## INPUT FOR THIS TASK
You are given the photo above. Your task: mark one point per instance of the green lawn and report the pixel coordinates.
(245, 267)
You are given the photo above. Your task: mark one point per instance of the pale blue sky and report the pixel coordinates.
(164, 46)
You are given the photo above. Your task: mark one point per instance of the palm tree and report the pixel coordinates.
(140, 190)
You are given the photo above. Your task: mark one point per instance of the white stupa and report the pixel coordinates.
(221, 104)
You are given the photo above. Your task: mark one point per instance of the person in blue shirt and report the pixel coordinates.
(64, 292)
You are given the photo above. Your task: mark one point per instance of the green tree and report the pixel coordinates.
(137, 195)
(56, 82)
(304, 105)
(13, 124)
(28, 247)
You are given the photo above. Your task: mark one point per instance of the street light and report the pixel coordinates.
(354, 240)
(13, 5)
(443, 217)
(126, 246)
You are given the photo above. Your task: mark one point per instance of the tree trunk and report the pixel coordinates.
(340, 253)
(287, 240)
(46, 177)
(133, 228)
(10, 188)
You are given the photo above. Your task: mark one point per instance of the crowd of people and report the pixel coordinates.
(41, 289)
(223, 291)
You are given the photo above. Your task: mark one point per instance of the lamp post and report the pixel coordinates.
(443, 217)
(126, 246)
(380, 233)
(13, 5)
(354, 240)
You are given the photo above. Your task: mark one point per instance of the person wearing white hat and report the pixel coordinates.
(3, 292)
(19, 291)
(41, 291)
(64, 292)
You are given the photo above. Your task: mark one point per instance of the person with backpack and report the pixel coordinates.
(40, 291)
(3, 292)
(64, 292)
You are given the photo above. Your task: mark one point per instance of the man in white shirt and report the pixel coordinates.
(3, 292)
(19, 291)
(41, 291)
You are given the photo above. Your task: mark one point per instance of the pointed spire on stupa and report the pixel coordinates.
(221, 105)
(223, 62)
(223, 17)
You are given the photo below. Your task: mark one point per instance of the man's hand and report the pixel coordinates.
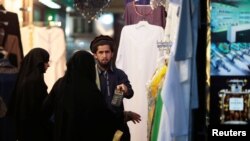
(131, 116)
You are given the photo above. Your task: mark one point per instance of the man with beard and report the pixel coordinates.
(110, 78)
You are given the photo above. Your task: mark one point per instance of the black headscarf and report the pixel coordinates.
(80, 110)
(29, 92)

## YOUR TASK
Omit the pictures. Write out exactly the lines from the one containing "on stupa and report the pixel coordinates." through the last line of the entries, both of them included.

## RESPONSE BOX
You are given the photo above. Your task: mark one point per instance of the pointed spire on stupa and report the pixel coordinates.
(221, 105)
(223, 62)
(223, 17)
You are given the photo below. Your task: mark one point per instance of the man's hand and report the pixel coordinates.
(131, 116)
You are given the photo above. Your task: mark one point per instance of the man with beard and report the pixel coordinates.
(110, 78)
You are given the photo above. Your task: mark one point per instance of the black headscarf and report the pixel coordinates.
(80, 110)
(29, 92)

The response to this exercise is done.